Aim of the exercise
Please repeat exactly the lines below from the one containing "Task: point to every instance of the grassy" down to the one containing "Task: point to every instance of the denim", both included, and nothing else.

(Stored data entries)
··········
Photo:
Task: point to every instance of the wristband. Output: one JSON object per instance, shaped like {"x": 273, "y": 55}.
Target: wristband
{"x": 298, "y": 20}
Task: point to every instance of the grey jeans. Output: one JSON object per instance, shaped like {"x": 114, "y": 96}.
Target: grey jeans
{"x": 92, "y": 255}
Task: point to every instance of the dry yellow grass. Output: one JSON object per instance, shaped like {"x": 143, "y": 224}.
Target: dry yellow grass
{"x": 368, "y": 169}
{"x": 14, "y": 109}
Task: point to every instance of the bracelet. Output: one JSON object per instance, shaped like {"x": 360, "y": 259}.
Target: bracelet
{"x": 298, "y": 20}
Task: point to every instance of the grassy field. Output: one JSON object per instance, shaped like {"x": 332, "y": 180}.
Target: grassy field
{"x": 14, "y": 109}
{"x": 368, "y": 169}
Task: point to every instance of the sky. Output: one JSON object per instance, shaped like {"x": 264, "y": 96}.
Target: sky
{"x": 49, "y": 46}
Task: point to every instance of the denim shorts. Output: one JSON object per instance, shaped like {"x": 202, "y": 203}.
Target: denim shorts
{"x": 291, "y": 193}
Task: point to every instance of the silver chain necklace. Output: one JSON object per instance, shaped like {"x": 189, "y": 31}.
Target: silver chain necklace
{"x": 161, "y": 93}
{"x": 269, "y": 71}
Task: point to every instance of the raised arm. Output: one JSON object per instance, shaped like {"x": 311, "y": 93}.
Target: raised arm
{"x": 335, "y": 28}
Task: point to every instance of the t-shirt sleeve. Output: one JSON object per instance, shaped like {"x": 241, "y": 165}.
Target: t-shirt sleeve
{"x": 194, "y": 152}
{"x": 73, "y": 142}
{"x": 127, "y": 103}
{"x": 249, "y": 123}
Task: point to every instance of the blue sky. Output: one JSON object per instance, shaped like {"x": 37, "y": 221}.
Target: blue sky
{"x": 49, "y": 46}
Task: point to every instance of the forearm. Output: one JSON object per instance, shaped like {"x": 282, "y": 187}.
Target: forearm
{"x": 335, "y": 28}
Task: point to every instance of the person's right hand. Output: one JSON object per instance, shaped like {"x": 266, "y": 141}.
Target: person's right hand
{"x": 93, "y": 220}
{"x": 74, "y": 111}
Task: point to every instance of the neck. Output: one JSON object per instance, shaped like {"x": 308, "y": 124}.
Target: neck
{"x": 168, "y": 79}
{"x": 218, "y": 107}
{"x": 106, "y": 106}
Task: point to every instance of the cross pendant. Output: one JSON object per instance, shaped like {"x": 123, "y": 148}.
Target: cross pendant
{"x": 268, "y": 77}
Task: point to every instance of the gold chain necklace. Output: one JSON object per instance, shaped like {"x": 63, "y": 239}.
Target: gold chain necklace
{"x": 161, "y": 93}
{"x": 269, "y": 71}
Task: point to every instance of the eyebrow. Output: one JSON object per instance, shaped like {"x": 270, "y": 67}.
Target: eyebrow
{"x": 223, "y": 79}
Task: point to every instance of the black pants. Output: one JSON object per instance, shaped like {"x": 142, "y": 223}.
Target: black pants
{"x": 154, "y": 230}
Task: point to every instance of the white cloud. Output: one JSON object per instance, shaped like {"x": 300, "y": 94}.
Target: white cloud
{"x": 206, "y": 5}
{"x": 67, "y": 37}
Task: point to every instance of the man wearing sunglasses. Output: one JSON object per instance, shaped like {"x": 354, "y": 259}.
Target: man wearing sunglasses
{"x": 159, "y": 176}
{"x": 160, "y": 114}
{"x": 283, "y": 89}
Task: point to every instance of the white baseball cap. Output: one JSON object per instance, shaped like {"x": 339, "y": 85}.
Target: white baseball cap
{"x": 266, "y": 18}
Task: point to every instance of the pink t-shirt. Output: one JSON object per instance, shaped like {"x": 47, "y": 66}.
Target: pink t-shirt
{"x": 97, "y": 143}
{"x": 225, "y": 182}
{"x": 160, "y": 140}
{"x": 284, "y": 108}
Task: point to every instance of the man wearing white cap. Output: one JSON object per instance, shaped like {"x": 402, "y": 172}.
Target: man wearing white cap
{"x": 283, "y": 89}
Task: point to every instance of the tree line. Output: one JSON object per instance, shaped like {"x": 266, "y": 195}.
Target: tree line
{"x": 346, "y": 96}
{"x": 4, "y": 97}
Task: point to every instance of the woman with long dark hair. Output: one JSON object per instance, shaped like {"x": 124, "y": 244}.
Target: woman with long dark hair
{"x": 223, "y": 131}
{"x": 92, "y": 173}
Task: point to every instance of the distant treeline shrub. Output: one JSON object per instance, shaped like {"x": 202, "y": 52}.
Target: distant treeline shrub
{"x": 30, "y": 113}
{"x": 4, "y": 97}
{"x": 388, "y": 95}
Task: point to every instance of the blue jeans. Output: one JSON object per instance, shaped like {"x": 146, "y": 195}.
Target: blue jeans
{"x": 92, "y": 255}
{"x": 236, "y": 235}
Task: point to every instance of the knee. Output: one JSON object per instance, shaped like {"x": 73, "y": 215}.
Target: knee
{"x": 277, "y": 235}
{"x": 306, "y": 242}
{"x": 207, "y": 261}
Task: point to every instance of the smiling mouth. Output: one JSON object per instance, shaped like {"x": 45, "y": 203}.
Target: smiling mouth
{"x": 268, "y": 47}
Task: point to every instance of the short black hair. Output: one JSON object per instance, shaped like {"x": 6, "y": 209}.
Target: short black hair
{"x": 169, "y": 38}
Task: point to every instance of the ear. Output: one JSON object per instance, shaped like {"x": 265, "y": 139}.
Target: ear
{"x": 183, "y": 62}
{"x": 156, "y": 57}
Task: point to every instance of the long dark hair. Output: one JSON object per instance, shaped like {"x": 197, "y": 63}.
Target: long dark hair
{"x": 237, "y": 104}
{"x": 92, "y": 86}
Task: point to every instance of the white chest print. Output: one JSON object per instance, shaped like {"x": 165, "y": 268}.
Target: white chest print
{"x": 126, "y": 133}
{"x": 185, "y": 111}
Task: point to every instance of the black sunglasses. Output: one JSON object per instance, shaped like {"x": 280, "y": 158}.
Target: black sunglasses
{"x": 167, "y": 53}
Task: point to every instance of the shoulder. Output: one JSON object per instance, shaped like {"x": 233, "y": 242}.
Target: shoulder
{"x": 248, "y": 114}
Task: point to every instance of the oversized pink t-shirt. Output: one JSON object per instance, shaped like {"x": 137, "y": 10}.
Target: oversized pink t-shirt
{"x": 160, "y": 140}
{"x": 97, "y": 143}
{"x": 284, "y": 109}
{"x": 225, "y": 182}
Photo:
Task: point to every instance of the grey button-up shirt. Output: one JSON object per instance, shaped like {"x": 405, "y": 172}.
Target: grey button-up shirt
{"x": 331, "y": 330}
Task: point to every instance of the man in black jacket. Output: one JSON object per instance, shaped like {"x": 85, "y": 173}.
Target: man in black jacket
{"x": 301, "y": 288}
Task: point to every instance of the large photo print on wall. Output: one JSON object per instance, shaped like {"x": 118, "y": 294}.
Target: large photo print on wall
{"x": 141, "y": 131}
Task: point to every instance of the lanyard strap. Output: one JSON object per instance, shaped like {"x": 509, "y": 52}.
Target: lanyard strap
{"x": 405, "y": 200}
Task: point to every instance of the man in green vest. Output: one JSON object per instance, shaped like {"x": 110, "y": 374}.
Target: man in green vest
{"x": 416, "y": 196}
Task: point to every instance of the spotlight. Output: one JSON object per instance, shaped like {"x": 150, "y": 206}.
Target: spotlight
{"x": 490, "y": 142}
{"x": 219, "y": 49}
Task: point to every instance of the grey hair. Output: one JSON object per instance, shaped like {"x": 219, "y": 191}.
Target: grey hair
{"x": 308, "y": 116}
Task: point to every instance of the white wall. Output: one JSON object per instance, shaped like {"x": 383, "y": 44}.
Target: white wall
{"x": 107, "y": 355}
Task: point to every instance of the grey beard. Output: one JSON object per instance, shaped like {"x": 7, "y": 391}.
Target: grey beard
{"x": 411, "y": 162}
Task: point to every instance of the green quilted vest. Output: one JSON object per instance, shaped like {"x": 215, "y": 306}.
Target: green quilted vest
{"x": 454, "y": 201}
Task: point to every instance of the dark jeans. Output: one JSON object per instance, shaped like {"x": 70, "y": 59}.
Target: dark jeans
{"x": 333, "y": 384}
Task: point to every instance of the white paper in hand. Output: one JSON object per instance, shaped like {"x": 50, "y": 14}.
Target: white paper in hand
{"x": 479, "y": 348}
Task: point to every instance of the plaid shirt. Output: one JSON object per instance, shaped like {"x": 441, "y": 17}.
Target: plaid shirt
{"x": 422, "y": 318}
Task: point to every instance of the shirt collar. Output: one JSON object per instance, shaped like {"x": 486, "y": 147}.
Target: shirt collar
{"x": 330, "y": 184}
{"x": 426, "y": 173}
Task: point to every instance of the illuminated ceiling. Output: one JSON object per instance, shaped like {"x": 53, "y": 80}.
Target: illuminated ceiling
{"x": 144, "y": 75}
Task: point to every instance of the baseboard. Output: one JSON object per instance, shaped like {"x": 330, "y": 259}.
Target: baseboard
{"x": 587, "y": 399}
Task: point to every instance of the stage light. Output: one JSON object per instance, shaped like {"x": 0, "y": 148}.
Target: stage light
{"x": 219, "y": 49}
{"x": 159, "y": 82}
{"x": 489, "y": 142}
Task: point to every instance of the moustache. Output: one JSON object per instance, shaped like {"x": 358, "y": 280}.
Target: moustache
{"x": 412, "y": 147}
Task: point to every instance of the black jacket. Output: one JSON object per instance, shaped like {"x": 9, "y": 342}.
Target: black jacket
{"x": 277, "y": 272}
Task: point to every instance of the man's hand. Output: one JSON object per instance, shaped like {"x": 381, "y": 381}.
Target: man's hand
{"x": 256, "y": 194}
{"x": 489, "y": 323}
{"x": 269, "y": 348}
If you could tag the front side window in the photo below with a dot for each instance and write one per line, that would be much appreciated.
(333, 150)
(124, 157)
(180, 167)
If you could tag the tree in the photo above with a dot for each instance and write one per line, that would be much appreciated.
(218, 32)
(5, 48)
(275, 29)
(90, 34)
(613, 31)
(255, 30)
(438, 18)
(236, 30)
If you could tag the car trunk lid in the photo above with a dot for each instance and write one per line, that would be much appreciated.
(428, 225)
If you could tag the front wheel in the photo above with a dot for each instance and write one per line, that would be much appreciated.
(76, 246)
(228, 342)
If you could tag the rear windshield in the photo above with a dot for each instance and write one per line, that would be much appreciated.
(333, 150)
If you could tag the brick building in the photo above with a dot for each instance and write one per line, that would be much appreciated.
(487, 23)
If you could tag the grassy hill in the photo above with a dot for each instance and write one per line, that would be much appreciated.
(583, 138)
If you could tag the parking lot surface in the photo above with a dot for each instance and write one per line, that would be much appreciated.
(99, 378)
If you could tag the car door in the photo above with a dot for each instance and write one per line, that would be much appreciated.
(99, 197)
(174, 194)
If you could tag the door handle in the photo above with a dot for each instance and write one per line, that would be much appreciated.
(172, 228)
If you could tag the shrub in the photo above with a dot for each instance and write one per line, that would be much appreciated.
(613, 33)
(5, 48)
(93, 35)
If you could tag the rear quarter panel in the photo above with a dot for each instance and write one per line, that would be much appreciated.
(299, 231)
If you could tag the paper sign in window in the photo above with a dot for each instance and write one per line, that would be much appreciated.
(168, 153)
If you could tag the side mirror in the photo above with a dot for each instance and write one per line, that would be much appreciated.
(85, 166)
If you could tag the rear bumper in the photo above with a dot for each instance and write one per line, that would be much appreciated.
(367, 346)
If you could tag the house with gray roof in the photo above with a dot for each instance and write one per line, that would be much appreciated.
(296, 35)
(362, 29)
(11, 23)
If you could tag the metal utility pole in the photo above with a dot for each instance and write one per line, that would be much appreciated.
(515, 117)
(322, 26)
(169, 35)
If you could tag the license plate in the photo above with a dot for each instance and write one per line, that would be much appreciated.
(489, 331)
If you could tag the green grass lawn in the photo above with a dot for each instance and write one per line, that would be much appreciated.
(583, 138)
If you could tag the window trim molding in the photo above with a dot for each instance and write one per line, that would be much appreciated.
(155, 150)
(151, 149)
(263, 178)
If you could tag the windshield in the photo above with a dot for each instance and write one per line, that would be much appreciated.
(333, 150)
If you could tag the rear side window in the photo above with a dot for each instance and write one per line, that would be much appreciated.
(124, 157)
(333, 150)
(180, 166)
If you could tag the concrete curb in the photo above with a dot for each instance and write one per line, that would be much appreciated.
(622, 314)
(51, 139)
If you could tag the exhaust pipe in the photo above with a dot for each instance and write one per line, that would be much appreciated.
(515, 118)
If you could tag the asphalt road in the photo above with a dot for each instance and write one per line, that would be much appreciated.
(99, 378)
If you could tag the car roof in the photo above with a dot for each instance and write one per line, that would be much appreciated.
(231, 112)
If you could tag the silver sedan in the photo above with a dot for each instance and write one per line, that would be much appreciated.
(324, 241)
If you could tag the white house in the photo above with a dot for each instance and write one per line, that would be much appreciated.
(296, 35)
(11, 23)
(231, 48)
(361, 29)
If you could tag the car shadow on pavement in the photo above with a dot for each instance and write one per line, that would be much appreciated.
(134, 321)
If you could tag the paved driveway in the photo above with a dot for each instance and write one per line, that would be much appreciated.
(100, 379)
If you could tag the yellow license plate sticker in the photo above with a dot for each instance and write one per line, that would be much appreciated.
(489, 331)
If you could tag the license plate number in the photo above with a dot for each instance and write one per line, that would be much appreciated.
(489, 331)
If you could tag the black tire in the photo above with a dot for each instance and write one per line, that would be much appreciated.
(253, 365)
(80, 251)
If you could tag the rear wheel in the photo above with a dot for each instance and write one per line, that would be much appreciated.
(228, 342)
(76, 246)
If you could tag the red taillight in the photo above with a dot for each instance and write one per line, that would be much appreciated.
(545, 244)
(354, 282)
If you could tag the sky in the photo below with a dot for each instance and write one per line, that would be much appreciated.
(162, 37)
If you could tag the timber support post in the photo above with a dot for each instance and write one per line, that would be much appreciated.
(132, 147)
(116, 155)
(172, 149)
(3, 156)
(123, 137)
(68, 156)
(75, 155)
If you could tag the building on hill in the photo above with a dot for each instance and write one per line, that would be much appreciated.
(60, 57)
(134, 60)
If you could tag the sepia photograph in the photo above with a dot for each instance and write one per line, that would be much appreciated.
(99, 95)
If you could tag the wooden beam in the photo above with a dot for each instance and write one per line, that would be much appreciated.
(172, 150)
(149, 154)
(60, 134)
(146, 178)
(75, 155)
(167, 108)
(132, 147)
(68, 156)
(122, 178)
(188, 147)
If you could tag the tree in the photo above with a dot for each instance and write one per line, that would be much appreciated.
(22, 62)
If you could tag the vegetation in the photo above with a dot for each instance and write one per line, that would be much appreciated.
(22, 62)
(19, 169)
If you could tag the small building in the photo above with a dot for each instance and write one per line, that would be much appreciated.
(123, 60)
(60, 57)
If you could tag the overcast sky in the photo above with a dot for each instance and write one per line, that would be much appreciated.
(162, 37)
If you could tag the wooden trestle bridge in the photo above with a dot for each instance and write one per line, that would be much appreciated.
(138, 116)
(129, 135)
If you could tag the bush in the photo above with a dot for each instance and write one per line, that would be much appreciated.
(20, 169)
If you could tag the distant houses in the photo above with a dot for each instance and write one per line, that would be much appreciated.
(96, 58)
··········
Response to the task
Task: point to every instance of the grassy field. Output: one JSON object per instance, shaped like {"x": 332, "y": 180}.
Target: grassy field
{"x": 14, "y": 109}
{"x": 368, "y": 169}
Task: point to every instance of the sky. Output: one JSON object per instance, shaped like {"x": 264, "y": 96}.
Target: sky
{"x": 49, "y": 46}
Task: point to every instance of the denim shorts. Output: one JSON object per instance, shaped like {"x": 202, "y": 203}.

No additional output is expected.